TEXT SEGMENT
begin

Why Bans Would Wind Up Constricting Standard

 

Pitchforks

For the entirety of last week, the clamor in favor of the idea of banning Felidar Guardian and Gideon was difficult not to notice. I haven't heard people more sure that cards were going to get banned since Pro Tour Oath of the Gatewatch happened, which wasn't that long ago, but there were also much more logically coherent reasons for banning something from the Modern Eldrazi deck than there is for banning anything in current Standard. Let me be clear: I don't think this Standard format is great, but I don't think it's terrible either, and I definitely don't think that anything needs to be banned or that banning anything would increase peoples' average enjoyment level while playing the format.

WHY CARDS GET BANNED

Let me preface this section by saying that I believe the last wave of Standard bans (sans Smuggler's Copter) wasn’t really justified by the reasoning Wizards gave for them, and I don't believe it really did anything to fix the problems the format was and is currently facing. More problematically, the last wave of bans is actually completely inconsistent with why cards have been banned from Standard in the past, setting an unusual precedent that has people believing that Wizards wishes to be more cavalier about artificially policing metagames than they likely intend to be. What's more is the fact that many people believed that the addition of extra B&R announcements was mostly so Wizards had an additional safety valve specifically in case Cat-Combo got out of hand, which made many people who I consider very intelligent adopt the very irrational belief that Felidar Guardian was 100% to get banned (read: availability heuristic) when the reason for the schedule change was likely intended for handling much more catastrophic problems like we saw last year with Eldrazi in Modern.


Previous Standard bannings have been due to massive oversights in balancing categories of cards (i.e. cards that are good in aggro, control, or combo are pushed harder than cards that are good in the other categories) for constructed play, leading to one-deck metagames. We have seen examples of all of these with Affinity, Caw-Blade, and Academy/Jar, where you either played the best deck, or you weren't really playing at all.


Cards don't get banned in Standard for the reasons Emrakul and Reflector Mage got banned, and cards don't get banned for the reasons people want Cat-Combo and Gideon banned. We didn't have a one-deck metagame last fall and we don't have one now. I don't believe Wizards intends to change their approach to banning cards in Standard beyond the ham-fisted bans in January because I believe that Wizards has correctly assessed that although Standard sucked, they had one shot at shaking things up with bans, and further bannings will shake player/consumer confidence too much while not fixing anything meaningful about the current Standard format.


WHAT IS WRONG WITH STANDARD, AND WHY BANS CAN'T FIX IT


I actually think Standard is in decent shape when it comes to depth of gameplay and decisions within games despite play/draw being exaggeratedly important, and despite there being a bit to be desired when it comes to decisions about what deck you should be playing. Does this sound like a reasonable assessment of the current Standard format? If you agree that it does, then do you think this is the only time this assessment has ever been accurate about a Standard format? Does every Standard format this is true of need cards banned from it? Definitely not.

end

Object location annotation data
begin

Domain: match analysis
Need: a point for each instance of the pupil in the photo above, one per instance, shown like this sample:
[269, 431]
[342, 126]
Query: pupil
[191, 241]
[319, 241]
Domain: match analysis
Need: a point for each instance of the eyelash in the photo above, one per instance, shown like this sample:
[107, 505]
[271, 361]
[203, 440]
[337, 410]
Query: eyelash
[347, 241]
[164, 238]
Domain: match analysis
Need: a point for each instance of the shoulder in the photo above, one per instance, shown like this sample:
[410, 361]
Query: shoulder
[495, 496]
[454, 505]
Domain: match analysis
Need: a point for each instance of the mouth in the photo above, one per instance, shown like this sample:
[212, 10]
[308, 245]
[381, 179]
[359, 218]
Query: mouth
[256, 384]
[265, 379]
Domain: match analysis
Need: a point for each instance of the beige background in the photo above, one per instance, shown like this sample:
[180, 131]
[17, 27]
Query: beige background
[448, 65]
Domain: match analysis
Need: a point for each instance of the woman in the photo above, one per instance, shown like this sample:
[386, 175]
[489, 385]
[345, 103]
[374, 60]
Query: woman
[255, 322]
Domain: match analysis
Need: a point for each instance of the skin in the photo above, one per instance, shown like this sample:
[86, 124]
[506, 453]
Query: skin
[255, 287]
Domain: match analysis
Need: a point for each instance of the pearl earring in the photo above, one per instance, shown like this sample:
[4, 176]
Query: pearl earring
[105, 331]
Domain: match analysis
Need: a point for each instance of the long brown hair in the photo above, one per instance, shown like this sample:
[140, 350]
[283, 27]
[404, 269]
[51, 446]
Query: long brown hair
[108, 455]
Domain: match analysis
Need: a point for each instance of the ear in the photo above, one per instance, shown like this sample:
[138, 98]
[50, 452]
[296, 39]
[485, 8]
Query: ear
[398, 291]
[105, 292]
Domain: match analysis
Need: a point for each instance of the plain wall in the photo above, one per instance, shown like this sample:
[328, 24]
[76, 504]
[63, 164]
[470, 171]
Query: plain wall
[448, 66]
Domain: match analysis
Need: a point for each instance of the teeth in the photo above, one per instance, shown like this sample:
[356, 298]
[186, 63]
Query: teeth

end

OBJECTIVE 1
Which three decks does the article on Standard bans give as examples of one-deck metagames?
OBJECTIVE 2
Translate this sentence from the article on Standard bans into Spanish: "We didn't have a one-deck metagame last fall and we don't have one now."
OBJECTIVE 3
Quote the part of the article on Standard bans that opens with the words containing "WHAT IS WRONG" and closes with "it? Definitely not.".
The listing comes from a source separate from the article on Standard bans.

EXERCISE ANSWER 1
Affinity, Caw-Blade, and Academy/Jar.

EXERCISE ANSWER 2
No tuvimos un metajuego de un solo mazo el otoño pasado y no lo tenemos ahora.

EXERCISE ANSWER 3
WHAT IS WRONG WITH STANDARD, AND WHY BANS CAN'T FIX IT


I actually think Standard is in decent shape when it comes to depth of gameplay and decisions within games despite play/draw being exaggeratedly important, and despite there being a bit to be desired when it comes to decisions about what deck you should be playing. Does this sound like a reasonable assessment of the current Standard format? If you agree that it does, then do you think this is the only time this assessment has ever been accurate about a Standard format? Does every Standard format this is true of need cards banned from it? Definitely not.